─── Selected extract ───
The logical and analytical type. They are especialy attuned to difficult creative and intellectual challenges and always look for something more complex to dig into. They are great at finding subtle connections between things and imagine far-reaching implications.

They enjoy working with complex things using a lot of concepts and imaginative models of reality. Since they are not very good at seeing and understanding the needs of other people, they might come across as arrogant, impatient and insensitive to people that need some time to understand what they are talking about.

Analysis

This show what parts of the brain that were dominant during writing.**


As you can see in the figure above, this blog is heavily dependent on the frontal lobes (bilaterally) with little to no contribution from the rest of the brain.

What personality type is your blog?


Find out at Typealyzer!

-via Language Log, which typed as an INTJ blog - The Scientists.

Although the Neurocritic blog typed as INTP with Typealyzer, The Neurocritic (person) typed as INTJ on The Brutally Honest Personality Test about 2 years ago:

Crackpot - INTJ

People hate you.

Paris Hilton hates Nicole Richie. Lex Luther hates Superman. Garfield hates Mondays.But none these even rates against the insurmountable hate, people have for you.
───
> _Task requirements_:
**A.** Please answer these questions about the Typealyzer post.
(i) On which parts of the brain does the blog depend heavily, according to the analysis?
(ii) As what type did Language Log's blog test?
(iii) What result did The Neurocritic (person) get on The Brutally Honest Personality Test?
**B.** Restate the stretch of the Typealyzer post from "Find out at" through "People hate you.", substituting "ENTJ" for "INTJ".
─── Given information ───
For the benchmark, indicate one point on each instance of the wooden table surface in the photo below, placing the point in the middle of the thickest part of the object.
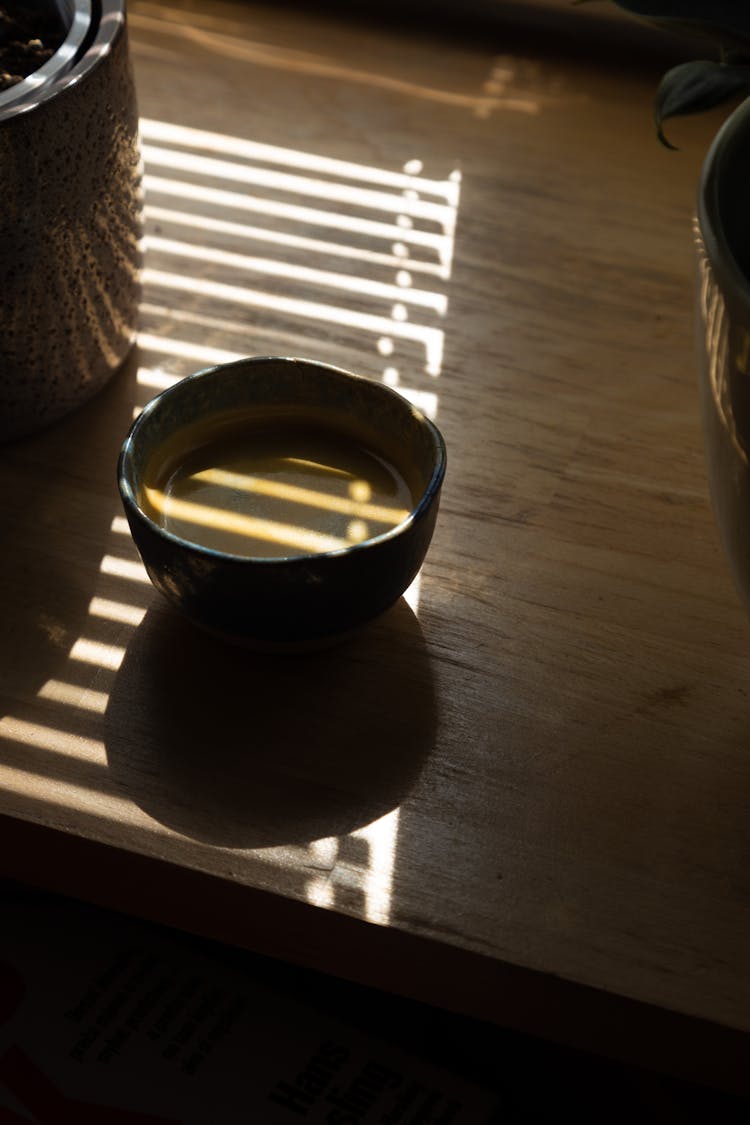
───
> _Task-by-task answers_:
**A.**
(i) The frontal lobes, on both sides (bilaterally).
(ii) An INTJ blog, The Scientists.
(iii) INTJ, labeled "Crackpot."

**B.**
Find out at Typealyzer!

-via Language Log, which typed as an ENTJ blog - The Scientists.

Although the Neurocritic blog typed as INTP with Typealyzer, The Neurocritic (person) typed as ENTJ on The Brutally Honest Personality Test about 2 years ago:

Crackpot - ENTJ

People hate you.